→ **TASK DESCRIPTION**
Convert only the data lines starting at the one containing "Note: point to every instance of the blurred" and ending at the one containing "x=586, y=509" into a Markdown table with the columns Row and Text. Number each line in Row and omit any blank lines.

Source records
--

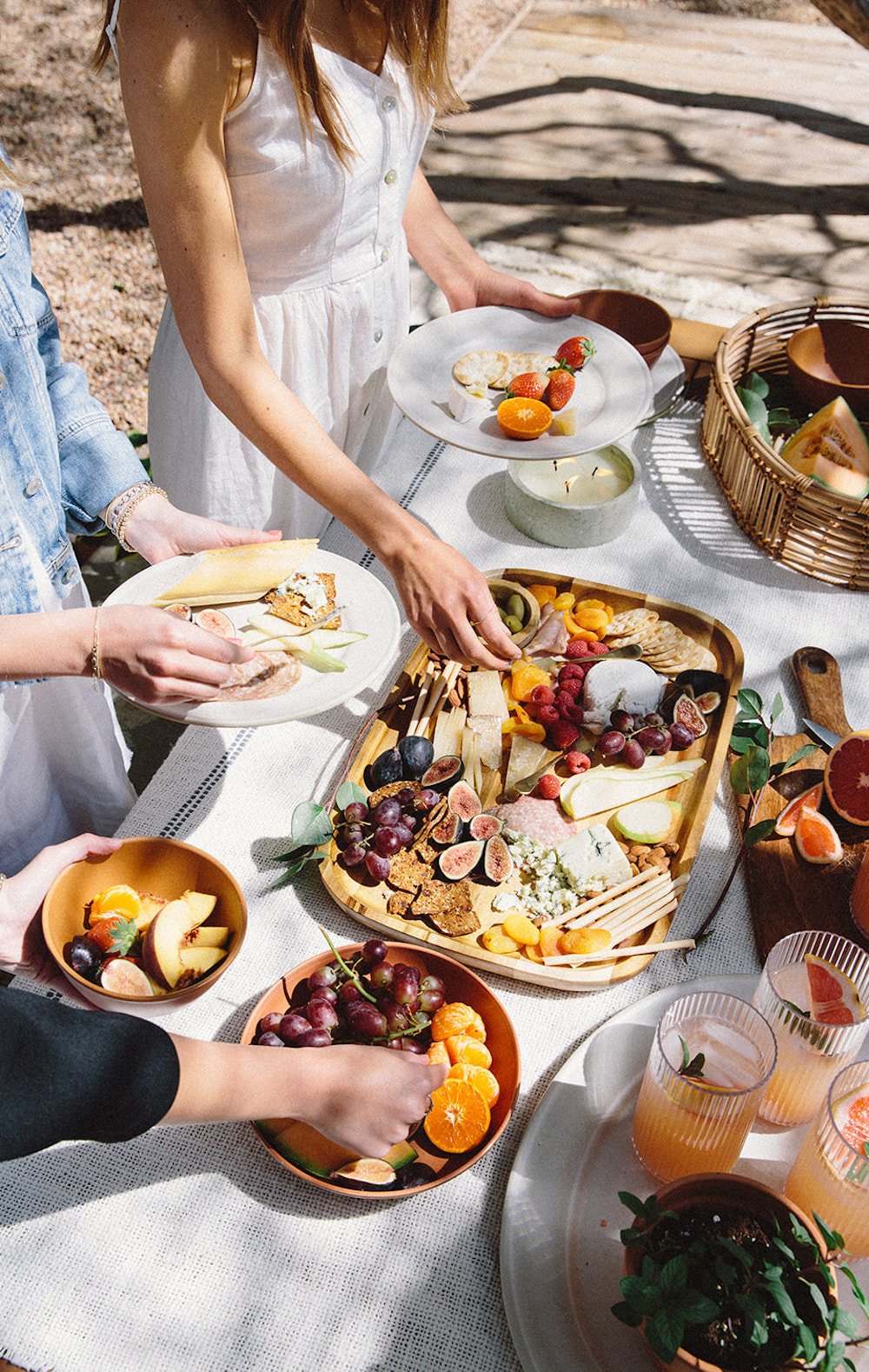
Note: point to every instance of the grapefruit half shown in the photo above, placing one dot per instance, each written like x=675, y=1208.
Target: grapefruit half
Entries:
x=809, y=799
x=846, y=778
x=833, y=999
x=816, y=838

--

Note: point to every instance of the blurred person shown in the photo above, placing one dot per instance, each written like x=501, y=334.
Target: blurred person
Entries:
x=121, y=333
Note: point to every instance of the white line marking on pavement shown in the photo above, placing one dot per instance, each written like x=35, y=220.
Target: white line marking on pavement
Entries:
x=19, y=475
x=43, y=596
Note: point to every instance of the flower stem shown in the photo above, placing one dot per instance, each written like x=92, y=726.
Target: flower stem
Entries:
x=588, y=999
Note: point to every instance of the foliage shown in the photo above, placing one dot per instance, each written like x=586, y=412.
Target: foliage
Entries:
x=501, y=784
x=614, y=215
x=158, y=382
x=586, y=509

--

→ **TASK ANSWER**
| Row | Text |
|---|---|
| 1 | Note: point to every instance of the blurred person shown in the photo above, placing one dot per instance, each written like x=501, y=334. |
| 2 | Target: blurred person |
| 3 | Entries: |
| 4 | x=121, y=333 |
| 5 | Note: point to every instance of the white line marking on pavement shown in the photo above, placing one dot per instance, each written like x=35, y=220. |
| 6 | Target: white line marking on pavement |
| 7 | Entries: |
| 8 | x=19, y=475 |
| 9 | x=43, y=596 |
| 10 | Note: point to every instance of the flower stem shown in the photo above, placing one dot per instance, each written like x=92, y=726. |
| 11 | Target: flower stem |
| 12 | Entries: |
| 13 | x=588, y=999 |
| 14 | Note: point to every instance of the foliage shown in the photo above, placing one dot per instance, each written like x=586, y=412. |
| 15 | Target: foliage |
| 16 | Entries: |
| 17 | x=501, y=784 |
| 18 | x=614, y=215 |
| 19 | x=158, y=382 |
| 20 | x=586, y=509 |